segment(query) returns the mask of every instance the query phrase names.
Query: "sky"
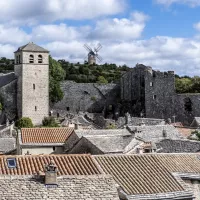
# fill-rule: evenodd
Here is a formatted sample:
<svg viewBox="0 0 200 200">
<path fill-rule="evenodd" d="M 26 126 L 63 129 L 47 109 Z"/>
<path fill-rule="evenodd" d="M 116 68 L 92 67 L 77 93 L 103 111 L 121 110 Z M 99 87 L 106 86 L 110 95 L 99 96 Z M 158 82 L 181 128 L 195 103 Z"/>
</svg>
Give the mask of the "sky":
<svg viewBox="0 0 200 200">
<path fill-rule="evenodd" d="M 28 42 L 55 59 L 83 63 L 88 44 L 102 63 L 137 63 L 200 76 L 200 0 L 1 0 L 0 57 Z"/>
</svg>

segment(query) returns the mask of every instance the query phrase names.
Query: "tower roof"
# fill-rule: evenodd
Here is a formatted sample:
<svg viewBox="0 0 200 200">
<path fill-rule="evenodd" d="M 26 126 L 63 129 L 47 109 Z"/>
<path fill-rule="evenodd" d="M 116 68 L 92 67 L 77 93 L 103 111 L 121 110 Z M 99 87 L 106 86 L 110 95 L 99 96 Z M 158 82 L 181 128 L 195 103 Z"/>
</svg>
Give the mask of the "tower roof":
<svg viewBox="0 0 200 200">
<path fill-rule="evenodd" d="M 15 53 L 19 52 L 19 51 L 46 52 L 46 53 L 49 52 L 47 49 L 44 49 L 43 47 L 40 47 L 40 46 L 34 44 L 33 42 L 29 42 L 28 44 L 19 47 L 17 49 L 17 51 L 15 51 Z"/>
</svg>

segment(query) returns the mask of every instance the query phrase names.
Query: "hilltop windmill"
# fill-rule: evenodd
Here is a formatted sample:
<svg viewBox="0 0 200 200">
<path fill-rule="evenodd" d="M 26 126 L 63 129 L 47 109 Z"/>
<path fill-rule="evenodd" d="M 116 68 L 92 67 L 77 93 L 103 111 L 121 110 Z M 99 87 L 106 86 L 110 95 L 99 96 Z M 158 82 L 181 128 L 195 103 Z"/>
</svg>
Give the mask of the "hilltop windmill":
<svg viewBox="0 0 200 200">
<path fill-rule="evenodd" d="M 92 65 L 96 63 L 96 59 L 101 62 L 102 57 L 98 55 L 98 51 L 102 48 L 101 44 L 99 43 L 94 50 L 92 50 L 91 47 L 89 47 L 87 44 L 84 44 L 85 49 L 89 52 L 88 53 L 88 64 Z"/>
</svg>

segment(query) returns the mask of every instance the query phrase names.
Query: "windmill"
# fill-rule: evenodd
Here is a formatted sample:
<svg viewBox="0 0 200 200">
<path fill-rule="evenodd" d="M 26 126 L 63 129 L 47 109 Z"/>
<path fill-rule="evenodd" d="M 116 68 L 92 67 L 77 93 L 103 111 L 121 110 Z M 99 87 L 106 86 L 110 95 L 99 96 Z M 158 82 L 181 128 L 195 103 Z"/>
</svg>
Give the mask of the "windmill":
<svg viewBox="0 0 200 200">
<path fill-rule="evenodd" d="M 94 48 L 94 50 L 92 50 L 92 48 L 90 46 L 88 46 L 87 44 L 83 45 L 85 47 L 85 49 L 89 52 L 88 53 L 88 64 L 92 65 L 96 63 L 96 59 L 101 62 L 102 61 L 102 57 L 98 55 L 98 51 L 102 48 L 101 44 L 99 43 L 97 45 L 96 48 Z"/>
</svg>

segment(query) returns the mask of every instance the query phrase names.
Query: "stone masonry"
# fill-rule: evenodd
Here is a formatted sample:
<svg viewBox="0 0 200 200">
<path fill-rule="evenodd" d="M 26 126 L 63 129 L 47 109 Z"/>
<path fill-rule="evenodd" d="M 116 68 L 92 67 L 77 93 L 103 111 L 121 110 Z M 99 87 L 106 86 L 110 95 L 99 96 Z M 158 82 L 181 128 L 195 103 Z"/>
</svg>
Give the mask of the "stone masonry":
<svg viewBox="0 0 200 200">
<path fill-rule="evenodd" d="M 190 125 L 200 116 L 200 94 L 176 94 L 173 71 L 137 64 L 121 78 L 121 99 L 132 116 L 171 119 Z"/>
<path fill-rule="evenodd" d="M 111 176 L 64 176 L 58 186 L 46 187 L 44 181 L 28 176 L 1 176 L 1 200 L 119 200 Z"/>
<path fill-rule="evenodd" d="M 35 125 L 49 114 L 49 54 L 37 47 L 29 43 L 15 52 L 18 117 L 30 117 Z"/>
</svg>

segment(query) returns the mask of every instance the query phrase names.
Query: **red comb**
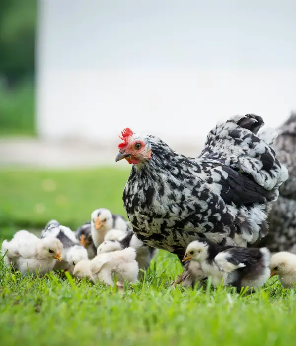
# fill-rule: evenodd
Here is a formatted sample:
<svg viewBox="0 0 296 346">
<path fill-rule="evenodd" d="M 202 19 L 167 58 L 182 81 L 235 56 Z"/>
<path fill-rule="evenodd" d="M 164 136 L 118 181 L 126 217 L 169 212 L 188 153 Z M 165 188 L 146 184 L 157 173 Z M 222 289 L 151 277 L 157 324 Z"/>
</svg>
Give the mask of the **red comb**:
<svg viewBox="0 0 296 346">
<path fill-rule="evenodd" d="M 123 143 L 120 143 L 118 145 L 119 149 L 123 149 L 128 143 L 128 138 L 132 136 L 134 132 L 129 128 L 125 128 L 121 131 L 121 136 L 119 136 L 120 139 L 123 141 Z"/>
</svg>

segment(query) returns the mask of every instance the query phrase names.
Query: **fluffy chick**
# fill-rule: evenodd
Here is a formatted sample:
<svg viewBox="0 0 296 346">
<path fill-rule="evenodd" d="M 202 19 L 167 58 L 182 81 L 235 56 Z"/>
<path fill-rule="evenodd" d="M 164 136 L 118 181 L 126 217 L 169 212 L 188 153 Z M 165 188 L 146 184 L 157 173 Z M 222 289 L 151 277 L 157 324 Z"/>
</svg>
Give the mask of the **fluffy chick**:
<svg viewBox="0 0 296 346">
<path fill-rule="evenodd" d="M 61 261 L 63 245 L 56 239 L 40 239 L 27 231 L 20 231 L 10 241 L 4 240 L 2 254 L 7 265 L 12 264 L 22 275 L 28 273 L 42 276 Z"/>
<path fill-rule="evenodd" d="M 75 265 L 82 260 L 88 260 L 87 251 L 80 245 L 75 233 L 68 227 L 51 224 L 42 233 L 43 238 L 54 238 L 63 244 L 62 260 L 56 264 L 56 270 L 67 270 L 72 273 Z"/>
<path fill-rule="evenodd" d="M 91 225 L 90 221 L 85 222 L 78 227 L 76 231 L 76 237 L 80 244 L 87 250 L 87 255 L 90 260 L 92 260 L 97 255 L 97 248 L 91 236 Z"/>
<path fill-rule="evenodd" d="M 285 287 L 296 285 L 296 255 L 287 251 L 275 254 L 270 259 L 271 276 L 278 275 Z"/>
<path fill-rule="evenodd" d="M 132 248 L 126 248 L 101 254 L 91 261 L 89 269 L 95 283 L 101 281 L 113 286 L 114 274 L 120 281 L 135 283 L 139 273 L 136 251 Z"/>
<path fill-rule="evenodd" d="M 111 229 L 108 231 L 104 237 L 105 240 L 120 240 L 126 235 L 126 232 L 120 229 Z"/>
<path fill-rule="evenodd" d="M 89 270 L 91 263 L 91 261 L 89 260 L 80 260 L 75 266 L 75 268 L 73 270 L 73 276 L 77 279 L 86 278 L 89 280 L 91 280 L 91 274 Z"/>
<path fill-rule="evenodd" d="M 147 270 L 157 253 L 157 250 L 139 240 L 132 231 L 129 231 L 125 237 L 119 240 L 103 242 L 98 248 L 97 254 L 99 255 L 103 253 L 116 251 L 129 247 L 133 248 L 136 250 L 136 260 L 138 262 L 139 268 Z"/>
<path fill-rule="evenodd" d="M 74 268 L 78 263 L 88 260 L 87 250 L 81 245 L 72 246 L 67 252 L 66 258 L 67 269 L 70 274 L 73 274 Z"/>
<path fill-rule="evenodd" d="M 208 241 L 195 241 L 188 246 L 183 260 L 198 262 L 217 286 L 259 288 L 269 279 L 270 253 L 266 248 L 223 247 Z"/>
<path fill-rule="evenodd" d="M 185 264 L 185 269 L 174 282 L 173 286 L 175 287 L 181 283 L 182 286 L 184 287 L 194 287 L 196 283 L 200 286 L 203 284 L 207 276 L 202 271 L 200 264 L 198 262 L 190 260 Z"/>
<path fill-rule="evenodd" d="M 121 215 L 114 215 L 108 209 L 96 209 L 91 214 L 91 235 L 96 247 L 104 241 L 107 232 L 111 229 L 120 229 L 126 232 L 128 223 Z"/>
</svg>

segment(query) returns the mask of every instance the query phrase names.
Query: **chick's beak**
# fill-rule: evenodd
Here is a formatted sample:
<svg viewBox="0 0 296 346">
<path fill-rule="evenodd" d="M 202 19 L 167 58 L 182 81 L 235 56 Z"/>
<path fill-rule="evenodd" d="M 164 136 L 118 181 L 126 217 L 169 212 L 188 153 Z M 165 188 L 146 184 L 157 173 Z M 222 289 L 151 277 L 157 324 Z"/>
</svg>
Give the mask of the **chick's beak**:
<svg viewBox="0 0 296 346">
<path fill-rule="evenodd" d="M 82 234 L 81 235 L 81 237 L 80 238 L 80 244 L 82 246 L 84 246 L 85 247 L 86 245 L 86 242 L 85 241 L 85 236 L 84 234 Z"/>
<path fill-rule="evenodd" d="M 183 257 L 183 259 L 182 260 L 182 262 L 186 262 L 187 260 L 191 260 L 192 259 L 192 257 L 188 256 L 187 253 L 185 253 L 185 255 L 184 255 L 184 257 Z"/>
<path fill-rule="evenodd" d="M 62 256 L 61 256 L 61 253 L 58 254 L 57 255 L 54 255 L 52 257 L 54 259 L 59 260 L 60 262 L 62 260 Z"/>
<path fill-rule="evenodd" d="M 96 220 L 96 229 L 99 229 L 102 227 L 102 223 L 100 221 L 99 217 L 97 217 Z"/>
<path fill-rule="evenodd" d="M 115 162 L 120 161 L 122 159 L 128 159 L 129 157 L 130 154 L 123 151 L 119 151 L 117 156 L 116 157 Z"/>
</svg>

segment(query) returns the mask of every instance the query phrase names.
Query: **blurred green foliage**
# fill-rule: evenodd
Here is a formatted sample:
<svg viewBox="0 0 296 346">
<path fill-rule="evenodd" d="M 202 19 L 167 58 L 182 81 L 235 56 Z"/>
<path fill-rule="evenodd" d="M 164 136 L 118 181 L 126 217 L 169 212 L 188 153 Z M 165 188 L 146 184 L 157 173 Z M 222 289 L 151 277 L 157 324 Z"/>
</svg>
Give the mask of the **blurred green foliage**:
<svg viewBox="0 0 296 346">
<path fill-rule="evenodd" d="M 14 86 L 34 72 L 37 0 L 0 1 L 0 76 Z"/>
<path fill-rule="evenodd" d="M 24 81 L 13 90 L 0 86 L 0 135 L 33 135 L 34 88 Z"/>
<path fill-rule="evenodd" d="M 0 0 L 0 135 L 34 128 L 37 0 Z"/>
</svg>

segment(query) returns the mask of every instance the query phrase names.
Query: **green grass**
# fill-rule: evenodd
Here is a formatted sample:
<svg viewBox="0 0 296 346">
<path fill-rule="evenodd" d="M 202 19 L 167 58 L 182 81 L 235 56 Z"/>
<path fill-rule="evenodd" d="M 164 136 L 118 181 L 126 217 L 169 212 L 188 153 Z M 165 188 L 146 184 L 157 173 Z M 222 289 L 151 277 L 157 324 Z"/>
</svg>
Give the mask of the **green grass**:
<svg viewBox="0 0 296 346">
<path fill-rule="evenodd" d="M 34 135 L 34 89 L 26 82 L 13 90 L 0 86 L 0 135 Z"/>
<path fill-rule="evenodd" d="M 56 218 L 75 228 L 101 206 L 122 213 L 128 172 L 0 171 L 0 237 Z M 49 274 L 22 278 L 0 263 L 0 345 L 286 346 L 296 338 L 296 291 L 268 283 L 240 296 L 226 289 L 173 289 L 181 271 L 160 252 L 124 294 Z"/>
</svg>

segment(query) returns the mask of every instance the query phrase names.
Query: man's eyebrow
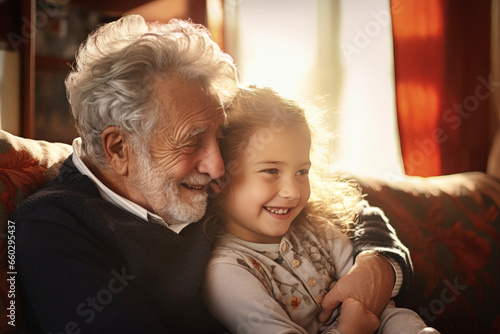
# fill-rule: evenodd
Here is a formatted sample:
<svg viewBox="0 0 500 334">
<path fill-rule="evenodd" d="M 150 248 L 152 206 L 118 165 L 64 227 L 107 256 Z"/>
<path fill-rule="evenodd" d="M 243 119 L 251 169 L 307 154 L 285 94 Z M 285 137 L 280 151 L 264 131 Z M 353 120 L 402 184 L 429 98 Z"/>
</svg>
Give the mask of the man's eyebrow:
<svg viewBox="0 0 500 334">
<path fill-rule="evenodd" d="M 193 128 L 191 129 L 191 131 L 189 132 L 189 138 L 193 138 L 193 137 L 196 137 L 198 136 L 199 134 L 201 133 L 204 133 L 207 131 L 207 128 Z"/>
</svg>

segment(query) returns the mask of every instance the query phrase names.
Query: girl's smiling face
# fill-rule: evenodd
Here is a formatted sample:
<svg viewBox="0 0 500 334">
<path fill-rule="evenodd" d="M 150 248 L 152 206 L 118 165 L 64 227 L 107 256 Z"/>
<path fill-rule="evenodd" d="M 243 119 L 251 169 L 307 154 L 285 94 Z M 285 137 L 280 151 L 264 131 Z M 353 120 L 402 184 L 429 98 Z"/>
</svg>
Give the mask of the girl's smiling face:
<svg viewBox="0 0 500 334">
<path fill-rule="evenodd" d="M 296 127 L 258 139 L 257 131 L 221 194 L 224 222 L 240 239 L 279 243 L 309 199 L 311 139 Z"/>
</svg>

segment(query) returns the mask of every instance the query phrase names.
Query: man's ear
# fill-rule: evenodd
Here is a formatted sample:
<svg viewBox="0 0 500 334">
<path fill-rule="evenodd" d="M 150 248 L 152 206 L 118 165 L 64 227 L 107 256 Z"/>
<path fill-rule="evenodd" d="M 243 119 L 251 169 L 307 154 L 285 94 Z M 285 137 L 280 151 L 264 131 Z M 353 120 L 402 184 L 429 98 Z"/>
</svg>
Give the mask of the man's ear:
<svg viewBox="0 0 500 334">
<path fill-rule="evenodd" d="M 109 126 L 101 136 L 104 154 L 116 174 L 125 176 L 128 173 L 129 145 L 127 145 L 123 132 L 116 126 Z"/>
</svg>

__________________________________________________

YOUR OBJECTIVE: Copy out every line in the rows above that contains the word "eyebrow".

THE ANSWER:
Query: man's eyebrow
Give the mask of the man's eyebrow:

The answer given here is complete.